:: Text excerpt

Reciprocal Enforcement of Judgments

Enforcement of judgments

166. (1) A judgment of a superior court of an agreeing province under that province’s income tax statute, including any certificate registered in that superior court in a manner similar to that provided in subsection 131 (2), may be enforced in the manner provided in the Reciprocal Enforcement of Judgments Act

Same

(2) A judgment described in subsection (1) may be registered under the Reciprocal Enforcement of Judgments Act, even if it is established that one or more of the provisions of section 3 of that Act apply. 

Same

(3) For the purposes of subsection (1), the Lieutenant Governor in Council may make regulations to enable the enforcement of judgments in respect of taxes in agreeing provinces to be enforced in Ontario. 

Part IX
REgulations and Forms

Regulations, general

Lieutenant Governor in Council

167. (1) The Lieutenant Governor in Council may make regulations,

(a) prescribing anything that by this Act may be or is required to be prescribed, anything that may be or is required to be determined or regulated by the regulations or any matter referred to in this Act as prescribed;

(b) defining any word or expression used in this Act that is not expressly defined in this Act or by a definition in the Federal Act that applies for the purposes of this Act.

Minister of Finance

(2) The Minister of Finance may make regulations,

(a) prescribing, defining or determining anything that the Minister is permitted or required by this Act to prescribe, define or determine;

(b) prescribing any matter referred to in this Act as prescribed by the Minister.

Retroactive regulations

(3) A regulation made under this Act is, if it so provides, effective with reference to a period before it is filed.

Application of Federal regulations

168. (1) The Federal regulations apply for the purposes of this Act to the extent that,

(a) they prescribe anything that is prescribed, determined or regulated by a regulation made under or for the purposes of a provision of the Federal Act that applies for the purposes of this Act; and

(b) they do not conflict with any provision of this Act or the regulations.

::::

• Task set:
(a) Render this sentence from the statute excerpt into French: "A regulation made under this Act is, if it so provides, effective with reference to a period before it is filed."
(b) Rewrite the statute excerpt starting at "166. (1) A judgment" and ending at "that Act apply.", switching every "superior court" to "provincial court".
Rely on the statute excerpt alone.

:: Extracted material

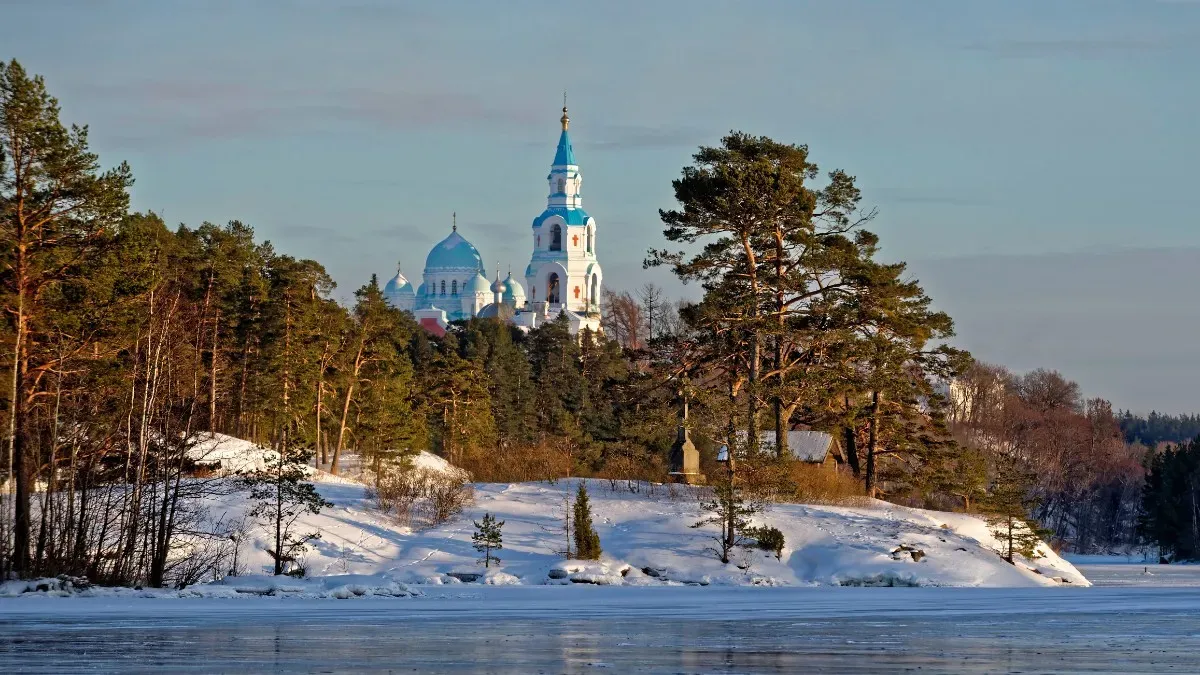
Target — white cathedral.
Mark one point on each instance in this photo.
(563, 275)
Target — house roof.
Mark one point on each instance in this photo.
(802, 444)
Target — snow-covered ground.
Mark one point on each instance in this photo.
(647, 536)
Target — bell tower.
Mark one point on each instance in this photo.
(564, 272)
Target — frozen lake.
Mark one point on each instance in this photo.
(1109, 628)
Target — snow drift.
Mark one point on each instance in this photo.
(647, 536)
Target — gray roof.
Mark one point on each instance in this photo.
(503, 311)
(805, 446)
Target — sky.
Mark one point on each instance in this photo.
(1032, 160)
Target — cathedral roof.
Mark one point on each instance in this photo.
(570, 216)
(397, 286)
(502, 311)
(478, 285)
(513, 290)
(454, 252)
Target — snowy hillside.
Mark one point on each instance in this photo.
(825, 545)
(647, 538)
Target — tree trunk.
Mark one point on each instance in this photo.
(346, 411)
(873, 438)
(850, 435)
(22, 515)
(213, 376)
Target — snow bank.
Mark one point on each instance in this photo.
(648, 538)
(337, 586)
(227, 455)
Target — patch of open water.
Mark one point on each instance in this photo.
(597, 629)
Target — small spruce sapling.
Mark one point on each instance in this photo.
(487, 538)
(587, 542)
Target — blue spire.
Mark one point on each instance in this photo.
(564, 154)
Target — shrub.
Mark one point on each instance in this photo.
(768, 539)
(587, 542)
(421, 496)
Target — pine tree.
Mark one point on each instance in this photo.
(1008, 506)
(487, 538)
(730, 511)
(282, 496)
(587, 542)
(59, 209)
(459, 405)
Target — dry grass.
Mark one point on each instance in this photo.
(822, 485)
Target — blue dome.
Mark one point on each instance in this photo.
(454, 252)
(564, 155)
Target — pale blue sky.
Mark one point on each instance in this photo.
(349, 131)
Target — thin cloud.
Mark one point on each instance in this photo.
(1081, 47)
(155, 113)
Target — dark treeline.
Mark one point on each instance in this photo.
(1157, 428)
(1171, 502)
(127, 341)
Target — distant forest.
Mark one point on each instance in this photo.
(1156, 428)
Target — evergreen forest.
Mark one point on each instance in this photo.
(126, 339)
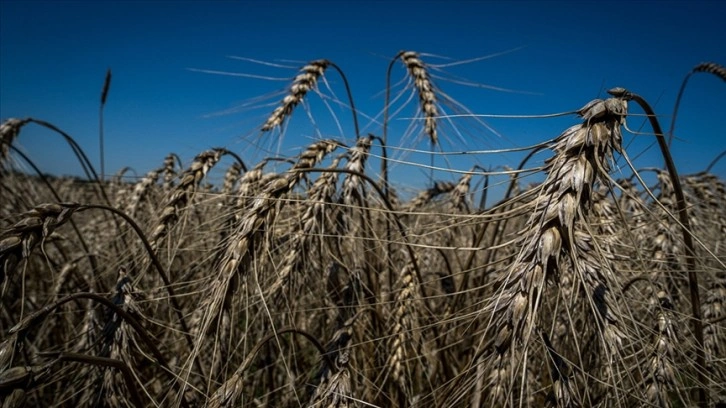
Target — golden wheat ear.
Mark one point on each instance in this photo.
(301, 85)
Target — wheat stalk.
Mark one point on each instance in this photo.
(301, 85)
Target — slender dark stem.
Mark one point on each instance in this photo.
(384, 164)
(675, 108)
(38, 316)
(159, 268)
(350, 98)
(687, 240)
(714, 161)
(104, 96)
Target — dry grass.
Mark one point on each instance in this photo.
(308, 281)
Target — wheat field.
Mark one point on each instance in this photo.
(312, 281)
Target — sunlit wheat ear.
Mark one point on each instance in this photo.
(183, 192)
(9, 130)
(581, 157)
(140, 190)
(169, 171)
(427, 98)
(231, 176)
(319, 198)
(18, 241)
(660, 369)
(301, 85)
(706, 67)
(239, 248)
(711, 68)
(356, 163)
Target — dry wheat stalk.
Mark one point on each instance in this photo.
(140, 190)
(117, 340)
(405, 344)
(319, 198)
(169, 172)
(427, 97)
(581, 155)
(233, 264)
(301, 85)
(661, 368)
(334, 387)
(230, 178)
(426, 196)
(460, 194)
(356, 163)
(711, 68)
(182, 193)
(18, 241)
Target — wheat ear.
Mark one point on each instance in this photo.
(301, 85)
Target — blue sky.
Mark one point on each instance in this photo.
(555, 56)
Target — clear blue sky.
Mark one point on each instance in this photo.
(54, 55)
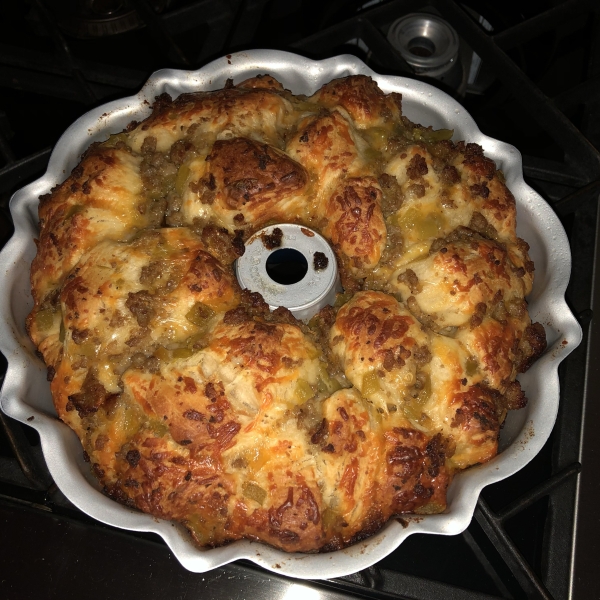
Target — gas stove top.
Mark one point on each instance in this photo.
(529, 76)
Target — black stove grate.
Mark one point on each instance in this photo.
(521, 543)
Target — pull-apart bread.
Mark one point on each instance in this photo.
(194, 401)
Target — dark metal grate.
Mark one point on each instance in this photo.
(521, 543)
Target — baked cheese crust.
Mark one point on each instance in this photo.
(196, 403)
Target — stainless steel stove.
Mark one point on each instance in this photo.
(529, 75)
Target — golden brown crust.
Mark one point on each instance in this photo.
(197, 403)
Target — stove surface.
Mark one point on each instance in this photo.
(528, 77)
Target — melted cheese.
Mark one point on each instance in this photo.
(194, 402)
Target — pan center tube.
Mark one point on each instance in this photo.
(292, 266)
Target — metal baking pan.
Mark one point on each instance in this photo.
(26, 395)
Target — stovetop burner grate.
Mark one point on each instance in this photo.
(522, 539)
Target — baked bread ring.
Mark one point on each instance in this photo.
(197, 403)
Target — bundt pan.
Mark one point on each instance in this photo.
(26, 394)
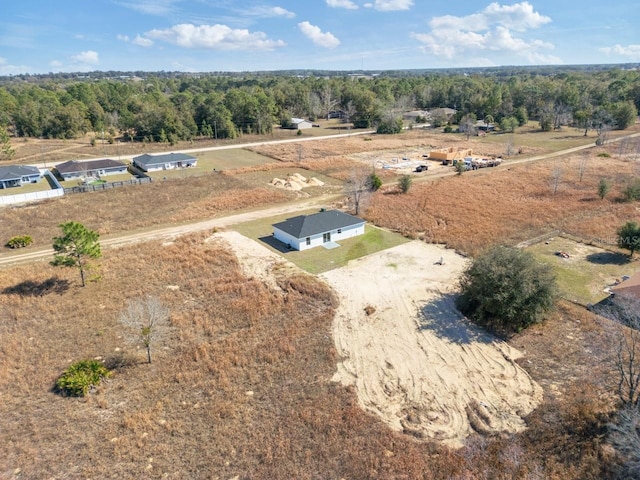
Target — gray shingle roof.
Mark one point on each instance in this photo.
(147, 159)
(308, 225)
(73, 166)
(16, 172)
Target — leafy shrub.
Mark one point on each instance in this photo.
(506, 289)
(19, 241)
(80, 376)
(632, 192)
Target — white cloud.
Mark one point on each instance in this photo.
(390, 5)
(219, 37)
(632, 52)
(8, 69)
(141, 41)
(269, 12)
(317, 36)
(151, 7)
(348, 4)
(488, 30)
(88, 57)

::::

• The responses:
(a) Un règlement pris en vertu de la présente loi s'applique, s'il le prévoit, à une période antérieure à son dépôt.

(b)
166. (1) A judgment of a provincial court of an agreeing province under that province’s income tax statute, including any certificate registered in that provincial court in a manner similar to that provided in subsection 131 (2), may be enforced in the manner provided in the Reciprocal Enforcement of Judgments Act

Same

(2) A judgment described in subsection (1) may be registered under the Reciprocal Enforcement of Judgments Act, even if it is established that one or more of the provisions of section 3 of that Act apply.